**GOAL**
Transcribe everything from the line containing "TARGET: soldier's wrist" down to the end of the records below, without any changes.

Excerpts of location labeling data
........

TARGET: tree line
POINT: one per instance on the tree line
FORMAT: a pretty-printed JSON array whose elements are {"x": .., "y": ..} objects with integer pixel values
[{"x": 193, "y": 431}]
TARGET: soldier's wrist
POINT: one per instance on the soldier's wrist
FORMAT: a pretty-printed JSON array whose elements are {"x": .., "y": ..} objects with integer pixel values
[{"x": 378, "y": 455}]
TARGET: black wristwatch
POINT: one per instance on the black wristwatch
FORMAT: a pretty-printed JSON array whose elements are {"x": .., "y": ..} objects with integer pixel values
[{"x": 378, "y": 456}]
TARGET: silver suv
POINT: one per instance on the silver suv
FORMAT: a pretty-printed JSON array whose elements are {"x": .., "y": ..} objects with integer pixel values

........

**EXERCISE RESPONSE**
TARGET: soldier's wrist
POINT: one per instance on the soldier's wrist
FORMAT: a pretty-printed JSON array whose elements are {"x": .., "y": ..} objects with integer pixel values
[{"x": 378, "y": 455}]
TARGET: black wristwatch
POINT: one per instance on the black wristwatch
FORMAT: a pretty-printed JSON array whose elements are {"x": .., "y": ..} objects with integer pixel values
[{"x": 378, "y": 456}]
TARGET: silver suv
POINT: one per instance on the silver suv
FORMAT: a pretty-printed JSON array whose elements are {"x": .., "y": ..} objects with integer pixel values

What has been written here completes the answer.